Records:
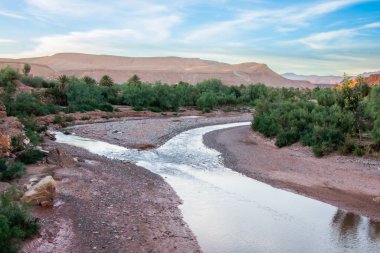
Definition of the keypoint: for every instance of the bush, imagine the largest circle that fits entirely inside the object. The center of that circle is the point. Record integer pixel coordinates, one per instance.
(287, 138)
(11, 171)
(30, 156)
(85, 118)
(207, 101)
(138, 108)
(155, 109)
(16, 224)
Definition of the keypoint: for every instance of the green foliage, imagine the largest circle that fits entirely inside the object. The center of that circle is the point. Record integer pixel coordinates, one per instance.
(28, 104)
(30, 156)
(11, 171)
(16, 224)
(340, 115)
(207, 101)
(138, 108)
(89, 80)
(106, 81)
(7, 75)
(26, 69)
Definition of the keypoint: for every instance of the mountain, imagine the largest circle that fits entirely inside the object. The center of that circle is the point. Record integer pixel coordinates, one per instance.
(323, 80)
(165, 69)
(367, 74)
(373, 79)
(315, 79)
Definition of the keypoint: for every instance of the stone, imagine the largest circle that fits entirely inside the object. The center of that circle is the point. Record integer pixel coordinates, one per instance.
(3, 112)
(376, 199)
(60, 157)
(41, 193)
(11, 127)
(4, 186)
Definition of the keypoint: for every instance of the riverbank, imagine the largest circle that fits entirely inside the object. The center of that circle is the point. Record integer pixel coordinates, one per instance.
(147, 133)
(105, 205)
(349, 183)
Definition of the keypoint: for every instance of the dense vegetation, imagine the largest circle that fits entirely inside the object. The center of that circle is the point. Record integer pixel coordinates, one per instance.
(344, 118)
(15, 223)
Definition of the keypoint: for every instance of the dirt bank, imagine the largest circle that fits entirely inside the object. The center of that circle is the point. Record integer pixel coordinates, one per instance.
(346, 182)
(104, 205)
(152, 132)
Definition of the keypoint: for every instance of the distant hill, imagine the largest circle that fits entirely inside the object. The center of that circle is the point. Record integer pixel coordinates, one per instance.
(373, 79)
(322, 80)
(315, 79)
(166, 69)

Action item: Could you repeat each line above exactly as written? Omit the pictures.

The completed task:
Definition of the keypoint: for every instance of the bush, imagine the largest circle that fits entirely inside the object. The center of that circle is the point. Record integer pixel coordinates, one per instance.
(287, 138)
(11, 171)
(30, 156)
(85, 118)
(207, 101)
(138, 108)
(155, 109)
(16, 224)
Definition of the keypoint: for every instance of the green foliage, imagine the largest circle that fits entirely inside the object. The center of that circle is the point. Record integer pixel coordinates, one per instance.
(28, 104)
(30, 156)
(11, 171)
(16, 224)
(340, 115)
(207, 101)
(138, 108)
(89, 80)
(106, 81)
(7, 75)
(26, 69)
Definition of the keypoint: for every instance of the mountain, imagine the largest circle that fits entirely inside the object. The center of that circle is the point. Record integer pixel coordinates, one per instance.
(323, 80)
(165, 69)
(367, 74)
(373, 79)
(315, 79)
Definition of the keypoint: for every instance of the stone, imagine the largest circle that fits entirely inside the object. The center of that circle is the point. Record integer pixel coordinates, one per instance.
(3, 112)
(376, 199)
(60, 157)
(41, 193)
(11, 127)
(4, 186)
Definition of the keypoint: for every instance of the riverbank, imagine the largest circle that fits entirely inside the object. The center of that circle is the point. Record integer pixel coordinates, one per instance.
(147, 133)
(105, 205)
(349, 183)
Definition of the keypoint: for every instance of the dense vegetation, imagine the largest circle that fits entirely inside the object. The center of that circle is the point. Record integer pixel coordinates, one per instance.
(344, 118)
(15, 223)
Definition of the keypoint: for every instance of the dirt bank, imagine the largest circle that fits entirely inside the object. The center of that circle is the point. Record integer pixel coordinates, one per instance.
(346, 182)
(104, 205)
(152, 132)
Definition of the keypoint: for every instance of the distant hill, imagine the largest circle that fits entirely inside the object. The center of that circle is the point. Record integer pixel coordinates, one per instance.
(373, 79)
(322, 80)
(315, 79)
(166, 69)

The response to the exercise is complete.